Passage to read ->
==============================

Select a plate and metadata files
You can select a plate from the select plate dropdown, and when you hit the go button, that would populate all the raw samples available in that plate.
Select one or more raw samples
You can select one or more raw samples from the select sample dropdown to submit the compound screening job.
Adjust compound screening algorithm settings
By default, we are using optimized settings for your raw samples. Still, you can change the Compound screening algorithm parameters by clicking the plus icon given on the box of Algorithm parameters.
Submit a Polly job
You can submit a compound screening job for the selected raw samples by clicking the submit button, which will verify all the supporting metadata files and submit a job successfully. If one or more files are missing or not in the correct format, it will throw an appropriate error.
Depending on the number of raw samples you have selected, we assign a machine for processing. The heaviest machine we offer has 120GBs of memory, which you can process 25 samples in parallel.
when it successfully submits a job
Steps for checking the job logs
In the job logs tab, one can check the status of all running jobs and check the status for the earlier submitted jobs. The first two steps are the same as the job submission tab; one can select an experiment followed by a plate.

==============================

Provided material ->
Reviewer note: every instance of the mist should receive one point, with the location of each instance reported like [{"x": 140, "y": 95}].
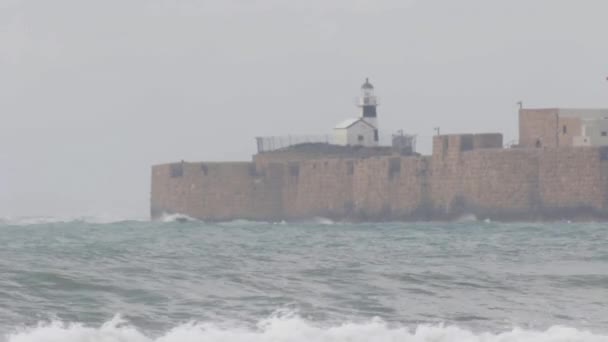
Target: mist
[{"x": 92, "y": 93}]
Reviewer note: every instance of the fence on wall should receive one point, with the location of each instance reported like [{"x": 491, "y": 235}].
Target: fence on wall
[
  {"x": 398, "y": 141},
  {"x": 268, "y": 144}
]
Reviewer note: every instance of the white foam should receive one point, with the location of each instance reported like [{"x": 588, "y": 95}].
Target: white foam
[
  {"x": 176, "y": 218},
  {"x": 292, "y": 329},
  {"x": 41, "y": 220}
]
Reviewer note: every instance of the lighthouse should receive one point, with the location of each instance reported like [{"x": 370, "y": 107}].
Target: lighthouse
[
  {"x": 368, "y": 102},
  {"x": 363, "y": 130}
]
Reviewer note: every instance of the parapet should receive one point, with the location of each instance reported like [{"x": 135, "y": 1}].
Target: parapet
[{"x": 444, "y": 145}]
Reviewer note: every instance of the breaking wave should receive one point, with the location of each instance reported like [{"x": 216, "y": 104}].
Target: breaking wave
[
  {"x": 176, "y": 218},
  {"x": 291, "y": 329},
  {"x": 41, "y": 220}
]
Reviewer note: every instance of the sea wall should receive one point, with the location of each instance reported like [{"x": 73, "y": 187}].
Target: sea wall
[{"x": 466, "y": 174}]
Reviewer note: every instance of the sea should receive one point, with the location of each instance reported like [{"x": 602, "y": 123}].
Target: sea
[{"x": 177, "y": 280}]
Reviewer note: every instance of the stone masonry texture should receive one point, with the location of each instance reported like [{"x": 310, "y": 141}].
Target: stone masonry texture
[{"x": 466, "y": 174}]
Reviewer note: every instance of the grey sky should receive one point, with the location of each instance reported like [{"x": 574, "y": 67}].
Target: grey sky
[{"x": 94, "y": 92}]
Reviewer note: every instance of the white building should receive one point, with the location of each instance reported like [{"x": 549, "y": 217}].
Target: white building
[
  {"x": 593, "y": 126},
  {"x": 361, "y": 131},
  {"x": 355, "y": 132}
]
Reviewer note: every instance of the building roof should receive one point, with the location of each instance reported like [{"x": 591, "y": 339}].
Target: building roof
[
  {"x": 350, "y": 122},
  {"x": 367, "y": 85}
]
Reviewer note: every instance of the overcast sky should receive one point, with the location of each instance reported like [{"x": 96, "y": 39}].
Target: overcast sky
[{"x": 92, "y": 92}]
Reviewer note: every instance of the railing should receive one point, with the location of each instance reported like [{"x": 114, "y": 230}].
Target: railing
[{"x": 267, "y": 144}]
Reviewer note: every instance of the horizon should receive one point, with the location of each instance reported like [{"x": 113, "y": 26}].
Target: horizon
[{"x": 95, "y": 94}]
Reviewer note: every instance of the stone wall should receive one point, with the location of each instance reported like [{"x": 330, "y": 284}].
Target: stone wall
[
  {"x": 538, "y": 125},
  {"x": 467, "y": 174}
]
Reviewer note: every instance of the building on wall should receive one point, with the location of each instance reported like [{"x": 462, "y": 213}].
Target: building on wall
[
  {"x": 560, "y": 127},
  {"x": 355, "y": 132},
  {"x": 361, "y": 131}
]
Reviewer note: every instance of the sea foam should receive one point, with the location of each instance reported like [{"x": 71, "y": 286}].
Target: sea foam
[{"x": 291, "y": 329}]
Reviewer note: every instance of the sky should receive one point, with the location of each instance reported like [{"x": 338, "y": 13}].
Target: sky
[{"x": 92, "y": 93}]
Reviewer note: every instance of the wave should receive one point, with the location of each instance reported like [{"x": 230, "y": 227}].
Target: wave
[
  {"x": 291, "y": 329},
  {"x": 176, "y": 218},
  {"x": 41, "y": 220}
]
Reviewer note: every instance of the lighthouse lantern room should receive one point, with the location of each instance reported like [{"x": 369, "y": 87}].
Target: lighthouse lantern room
[{"x": 361, "y": 131}]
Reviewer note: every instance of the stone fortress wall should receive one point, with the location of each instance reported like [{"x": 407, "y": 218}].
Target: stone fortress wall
[{"x": 466, "y": 174}]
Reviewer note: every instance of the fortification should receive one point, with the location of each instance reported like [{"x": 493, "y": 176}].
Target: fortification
[
  {"x": 466, "y": 174},
  {"x": 559, "y": 169}
]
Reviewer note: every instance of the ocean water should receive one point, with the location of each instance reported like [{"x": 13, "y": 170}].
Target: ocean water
[{"x": 88, "y": 280}]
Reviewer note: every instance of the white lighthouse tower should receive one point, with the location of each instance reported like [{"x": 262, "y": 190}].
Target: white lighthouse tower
[
  {"x": 368, "y": 102},
  {"x": 363, "y": 130}
]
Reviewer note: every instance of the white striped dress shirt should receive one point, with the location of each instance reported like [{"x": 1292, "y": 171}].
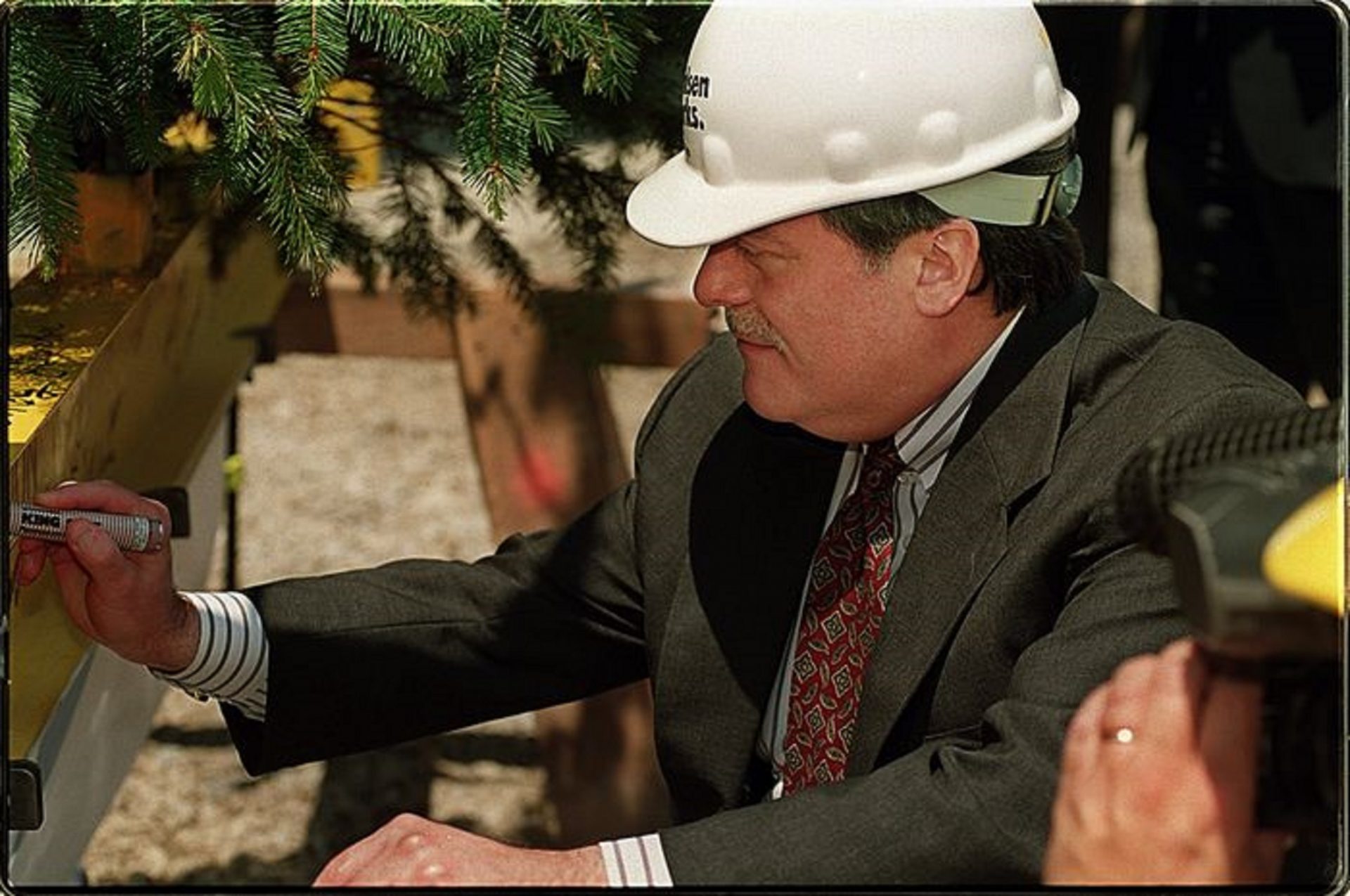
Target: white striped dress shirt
[{"x": 231, "y": 661}]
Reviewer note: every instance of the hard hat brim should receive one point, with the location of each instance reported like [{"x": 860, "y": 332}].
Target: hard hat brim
[{"x": 675, "y": 207}]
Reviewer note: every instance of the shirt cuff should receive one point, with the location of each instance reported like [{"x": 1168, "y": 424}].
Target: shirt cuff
[
  {"x": 231, "y": 660},
  {"x": 636, "y": 862}
]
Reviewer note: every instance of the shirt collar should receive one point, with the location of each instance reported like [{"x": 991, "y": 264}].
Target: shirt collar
[{"x": 924, "y": 441}]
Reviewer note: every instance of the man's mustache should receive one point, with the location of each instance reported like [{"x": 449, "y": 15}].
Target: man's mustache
[{"x": 751, "y": 327}]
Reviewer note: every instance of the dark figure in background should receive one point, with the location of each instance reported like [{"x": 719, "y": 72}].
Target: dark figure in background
[
  {"x": 1241, "y": 118},
  {"x": 1088, "y": 49}
]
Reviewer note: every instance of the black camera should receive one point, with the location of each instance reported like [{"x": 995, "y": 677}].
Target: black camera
[{"x": 1252, "y": 519}]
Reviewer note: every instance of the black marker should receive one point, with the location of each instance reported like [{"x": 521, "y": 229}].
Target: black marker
[{"x": 129, "y": 532}]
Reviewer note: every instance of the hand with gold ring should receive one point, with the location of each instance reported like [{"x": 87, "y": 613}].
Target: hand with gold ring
[{"x": 1157, "y": 781}]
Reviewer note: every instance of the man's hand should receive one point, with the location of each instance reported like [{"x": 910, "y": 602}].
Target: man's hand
[
  {"x": 123, "y": 601},
  {"x": 416, "y": 852},
  {"x": 1157, "y": 784}
]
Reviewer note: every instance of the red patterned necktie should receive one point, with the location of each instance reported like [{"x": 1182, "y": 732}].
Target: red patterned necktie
[{"x": 845, "y": 601}]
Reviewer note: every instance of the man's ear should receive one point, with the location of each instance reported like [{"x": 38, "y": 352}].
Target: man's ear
[{"x": 951, "y": 264}]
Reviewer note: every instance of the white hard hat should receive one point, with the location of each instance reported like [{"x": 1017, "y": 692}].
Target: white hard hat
[{"x": 793, "y": 107}]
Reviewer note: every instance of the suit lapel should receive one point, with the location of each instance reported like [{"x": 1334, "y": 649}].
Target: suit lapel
[
  {"x": 758, "y": 507},
  {"x": 1006, "y": 446}
]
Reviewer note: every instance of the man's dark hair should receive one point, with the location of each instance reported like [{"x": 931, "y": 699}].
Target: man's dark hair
[{"x": 1027, "y": 265}]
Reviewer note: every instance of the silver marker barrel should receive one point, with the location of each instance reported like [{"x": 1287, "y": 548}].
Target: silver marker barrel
[{"x": 127, "y": 531}]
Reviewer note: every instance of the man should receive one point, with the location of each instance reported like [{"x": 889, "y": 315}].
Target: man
[{"x": 868, "y": 560}]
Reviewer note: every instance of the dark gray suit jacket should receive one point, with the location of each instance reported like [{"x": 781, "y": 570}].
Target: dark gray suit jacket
[{"x": 1018, "y": 594}]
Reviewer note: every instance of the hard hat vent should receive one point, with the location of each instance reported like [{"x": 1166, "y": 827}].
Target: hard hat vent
[
  {"x": 848, "y": 157},
  {"x": 719, "y": 162},
  {"x": 1046, "y": 88},
  {"x": 940, "y": 138}
]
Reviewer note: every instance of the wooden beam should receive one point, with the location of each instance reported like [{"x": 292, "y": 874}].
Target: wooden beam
[
  {"x": 126, "y": 378},
  {"x": 622, "y": 328}
]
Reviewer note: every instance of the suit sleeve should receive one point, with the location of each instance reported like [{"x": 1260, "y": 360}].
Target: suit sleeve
[
  {"x": 970, "y": 806},
  {"x": 373, "y": 658}
]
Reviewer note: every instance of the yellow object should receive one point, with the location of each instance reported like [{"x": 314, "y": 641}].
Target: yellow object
[
  {"x": 350, "y": 111},
  {"x": 1306, "y": 555},
  {"x": 189, "y": 133}
]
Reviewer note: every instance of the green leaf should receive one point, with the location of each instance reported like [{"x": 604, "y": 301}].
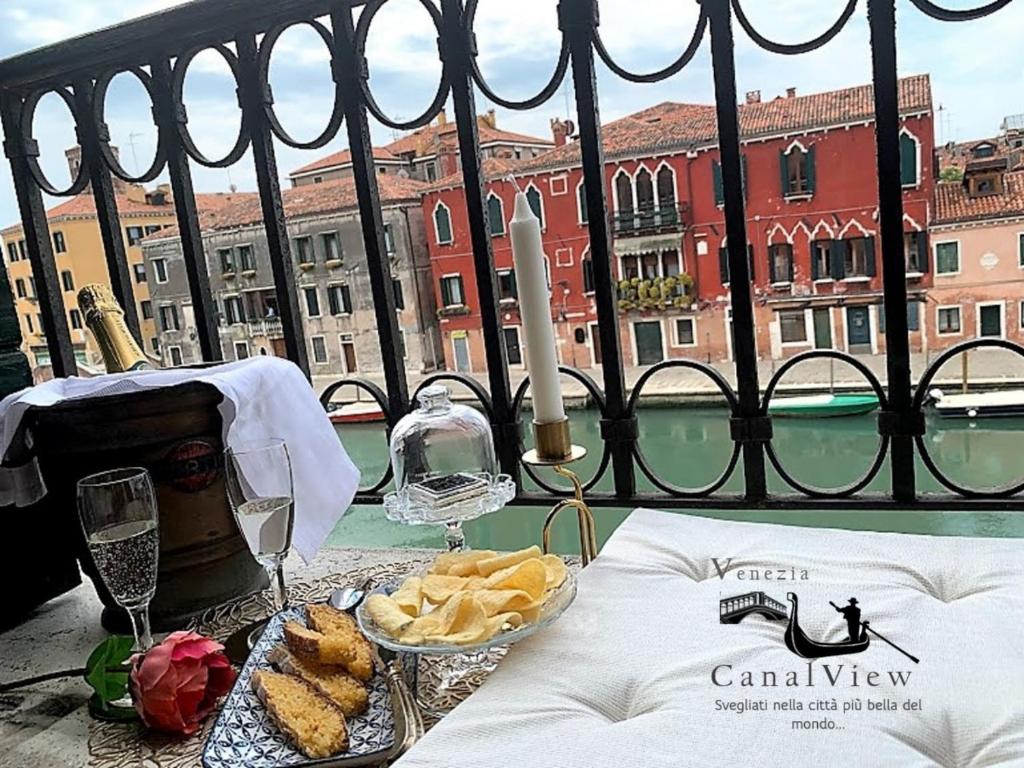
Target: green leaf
[{"x": 103, "y": 671}]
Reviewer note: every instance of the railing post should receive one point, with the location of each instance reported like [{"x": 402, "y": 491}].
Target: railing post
[
  {"x": 90, "y": 136},
  {"x": 579, "y": 19},
  {"x": 253, "y": 96},
  {"x": 882, "y": 20},
  {"x": 37, "y": 238},
  {"x": 347, "y": 70},
  {"x": 169, "y": 115},
  {"x": 456, "y": 52},
  {"x": 752, "y": 426}
]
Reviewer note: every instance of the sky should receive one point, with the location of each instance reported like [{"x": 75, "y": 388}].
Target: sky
[{"x": 976, "y": 70}]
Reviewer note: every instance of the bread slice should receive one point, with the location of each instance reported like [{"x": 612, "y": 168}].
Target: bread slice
[
  {"x": 340, "y": 687},
  {"x": 342, "y": 650},
  {"x": 314, "y": 724}
]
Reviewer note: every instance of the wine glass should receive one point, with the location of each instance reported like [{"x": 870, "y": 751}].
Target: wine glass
[
  {"x": 258, "y": 476},
  {"x": 118, "y": 510}
]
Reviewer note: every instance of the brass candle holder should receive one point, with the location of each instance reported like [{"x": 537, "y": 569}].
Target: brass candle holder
[{"x": 555, "y": 450}]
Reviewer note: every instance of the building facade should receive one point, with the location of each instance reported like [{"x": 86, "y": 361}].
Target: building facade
[
  {"x": 811, "y": 197},
  {"x": 331, "y": 276}
]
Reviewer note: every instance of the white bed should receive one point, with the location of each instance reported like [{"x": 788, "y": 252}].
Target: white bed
[{"x": 625, "y": 678}]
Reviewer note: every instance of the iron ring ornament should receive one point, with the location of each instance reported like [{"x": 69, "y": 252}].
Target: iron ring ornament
[
  {"x": 652, "y": 77},
  {"x": 919, "y": 403},
  {"x": 99, "y": 116},
  {"x": 379, "y": 395},
  {"x": 263, "y": 67},
  {"x": 443, "y": 86},
  {"x": 561, "y": 67},
  {"x": 794, "y": 48},
  {"x": 81, "y": 179},
  {"x": 880, "y": 456},
  {"x": 641, "y": 460},
  {"x": 177, "y": 91},
  {"x": 595, "y": 392}
]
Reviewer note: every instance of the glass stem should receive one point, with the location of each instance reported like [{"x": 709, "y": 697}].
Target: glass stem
[{"x": 140, "y": 628}]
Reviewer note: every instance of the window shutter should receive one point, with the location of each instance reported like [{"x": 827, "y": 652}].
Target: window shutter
[{"x": 838, "y": 259}]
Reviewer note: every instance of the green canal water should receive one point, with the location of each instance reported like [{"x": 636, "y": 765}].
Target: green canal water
[{"x": 691, "y": 448}]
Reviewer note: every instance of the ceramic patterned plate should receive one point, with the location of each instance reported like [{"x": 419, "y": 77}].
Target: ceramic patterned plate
[{"x": 244, "y": 734}]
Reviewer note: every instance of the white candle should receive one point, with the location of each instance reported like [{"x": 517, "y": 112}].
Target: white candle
[{"x": 535, "y": 307}]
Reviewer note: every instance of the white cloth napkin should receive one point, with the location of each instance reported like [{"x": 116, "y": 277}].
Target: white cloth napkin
[{"x": 263, "y": 397}]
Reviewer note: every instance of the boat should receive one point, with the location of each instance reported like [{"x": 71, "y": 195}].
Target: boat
[
  {"x": 978, "y": 404},
  {"x": 355, "y": 413},
  {"x": 823, "y": 406},
  {"x": 802, "y": 645}
]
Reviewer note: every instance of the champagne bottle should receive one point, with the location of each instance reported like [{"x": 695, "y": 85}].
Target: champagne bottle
[{"x": 105, "y": 320}]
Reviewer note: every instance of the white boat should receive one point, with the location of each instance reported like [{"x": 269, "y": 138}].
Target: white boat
[{"x": 978, "y": 404}]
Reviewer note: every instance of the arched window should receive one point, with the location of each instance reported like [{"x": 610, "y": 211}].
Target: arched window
[
  {"x": 496, "y": 215},
  {"x": 442, "y": 224},
  {"x": 536, "y": 204}
]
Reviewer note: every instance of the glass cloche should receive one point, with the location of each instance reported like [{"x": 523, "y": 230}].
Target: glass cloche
[{"x": 444, "y": 467}]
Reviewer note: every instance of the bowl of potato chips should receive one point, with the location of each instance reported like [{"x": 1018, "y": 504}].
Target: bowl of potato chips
[{"x": 469, "y": 601}]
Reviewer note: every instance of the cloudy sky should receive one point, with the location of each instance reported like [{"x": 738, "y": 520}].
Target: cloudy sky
[{"x": 976, "y": 71}]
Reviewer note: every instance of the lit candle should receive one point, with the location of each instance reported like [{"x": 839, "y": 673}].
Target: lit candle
[{"x": 535, "y": 307}]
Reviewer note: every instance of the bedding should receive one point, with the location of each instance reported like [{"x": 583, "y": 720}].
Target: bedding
[{"x": 675, "y": 653}]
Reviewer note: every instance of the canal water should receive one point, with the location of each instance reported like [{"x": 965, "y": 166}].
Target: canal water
[{"x": 690, "y": 448}]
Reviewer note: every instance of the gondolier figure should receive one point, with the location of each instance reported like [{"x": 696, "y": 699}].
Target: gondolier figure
[{"x": 852, "y": 614}]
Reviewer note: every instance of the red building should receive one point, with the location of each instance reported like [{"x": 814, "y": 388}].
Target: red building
[{"x": 811, "y": 220}]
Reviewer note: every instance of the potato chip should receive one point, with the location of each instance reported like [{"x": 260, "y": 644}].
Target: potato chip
[
  {"x": 387, "y": 614},
  {"x": 493, "y": 564},
  {"x": 410, "y": 596}
]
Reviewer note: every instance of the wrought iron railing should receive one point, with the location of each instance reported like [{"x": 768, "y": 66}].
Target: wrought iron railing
[{"x": 158, "y": 51}]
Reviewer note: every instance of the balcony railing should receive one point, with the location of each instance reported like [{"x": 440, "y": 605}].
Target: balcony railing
[{"x": 158, "y": 51}]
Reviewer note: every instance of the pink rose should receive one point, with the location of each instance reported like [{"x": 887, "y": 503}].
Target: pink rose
[{"x": 176, "y": 684}]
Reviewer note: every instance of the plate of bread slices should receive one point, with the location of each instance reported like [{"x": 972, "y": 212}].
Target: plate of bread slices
[{"x": 308, "y": 695}]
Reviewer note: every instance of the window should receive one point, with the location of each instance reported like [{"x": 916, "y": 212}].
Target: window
[
  {"x": 907, "y": 160},
  {"x": 235, "y": 313},
  {"x": 536, "y": 203},
  {"x": 134, "y": 235},
  {"x": 339, "y": 299},
  {"x": 780, "y": 262},
  {"x": 948, "y": 320},
  {"x": 247, "y": 261},
  {"x": 169, "y": 317},
  {"x": 685, "y": 332},
  {"x": 496, "y": 216},
  {"x": 312, "y": 301},
  {"x": 797, "y": 167},
  {"x": 507, "y": 290},
  {"x": 304, "y": 251},
  {"x": 452, "y": 294},
  {"x": 332, "y": 247},
  {"x": 226, "y": 257},
  {"x": 399, "y": 296},
  {"x": 442, "y": 224},
  {"x": 320, "y": 350},
  {"x": 947, "y": 257},
  {"x": 793, "y": 327}
]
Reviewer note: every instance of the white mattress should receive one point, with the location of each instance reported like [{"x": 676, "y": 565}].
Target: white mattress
[{"x": 625, "y": 677}]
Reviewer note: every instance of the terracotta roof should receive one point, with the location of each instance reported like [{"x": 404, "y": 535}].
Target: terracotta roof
[
  {"x": 683, "y": 126},
  {"x": 952, "y": 204}
]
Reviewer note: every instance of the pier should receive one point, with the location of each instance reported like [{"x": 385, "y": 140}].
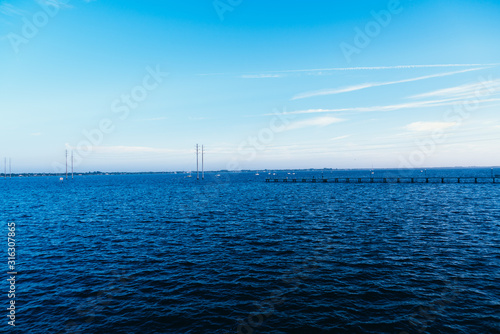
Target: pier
[{"x": 434, "y": 180}]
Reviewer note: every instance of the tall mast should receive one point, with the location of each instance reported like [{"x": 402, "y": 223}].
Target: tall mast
[
  {"x": 197, "y": 170},
  {"x": 66, "y": 164}
]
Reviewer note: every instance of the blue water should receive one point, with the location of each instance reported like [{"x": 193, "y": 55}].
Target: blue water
[{"x": 233, "y": 254}]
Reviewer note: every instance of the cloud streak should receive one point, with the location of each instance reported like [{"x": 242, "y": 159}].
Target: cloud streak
[
  {"x": 393, "y": 107},
  {"x": 314, "y": 122},
  {"x": 377, "y": 84}
]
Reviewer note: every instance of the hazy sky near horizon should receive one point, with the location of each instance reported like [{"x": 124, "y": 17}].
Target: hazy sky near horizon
[{"x": 133, "y": 86}]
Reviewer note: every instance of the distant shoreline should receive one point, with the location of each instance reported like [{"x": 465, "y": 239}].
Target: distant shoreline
[{"x": 96, "y": 173}]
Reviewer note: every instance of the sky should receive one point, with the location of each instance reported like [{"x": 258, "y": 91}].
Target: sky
[{"x": 135, "y": 85}]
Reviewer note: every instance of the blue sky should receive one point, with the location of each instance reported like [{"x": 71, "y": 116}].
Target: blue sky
[{"x": 133, "y": 86}]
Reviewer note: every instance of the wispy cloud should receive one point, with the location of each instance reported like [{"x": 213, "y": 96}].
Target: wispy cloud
[
  {"x": 260, "y": 76},
  {"x": 269, "y": 74},
  {"x": 155, "y": 119},
  {"x": 134, "y": 149},
  {"x": 393, "y": 107},
  {"x": 314, "y": 122},
  {"x": 339, "y": 138},
  {"x": 429, "y": 126},
  {"x": 377, "y": 84},
  {"x": 464, "y": 91}
]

==============================

Required work ->
**1.** Please copy the part of the compound screening guide that opens with the words containing "Adjust compound screening" and closes with "an appropriate error.", renaming "plus icon" as "add icon".
**2.** In the compound screening guide, how much memory does the heaviest machine on offer have?
These lines come from a separate source.

Responses by item number ->
**1.**
Adjust compound screening algorithm settings
By default, we are using optimized settings for your raw samples. Still, you can change the Compound screening algorithm parameters by clicking the add icon given on the box of Algorithm parameters.
Submit a Polly job
You can submit a compound screening job for the selected raw samples by clicking the submit button, which will verify all the supporting metadata files and submit a job successfully. If one or more files are missing or not in the correct format, it will throw an appropriate error.

**2.** 120GBs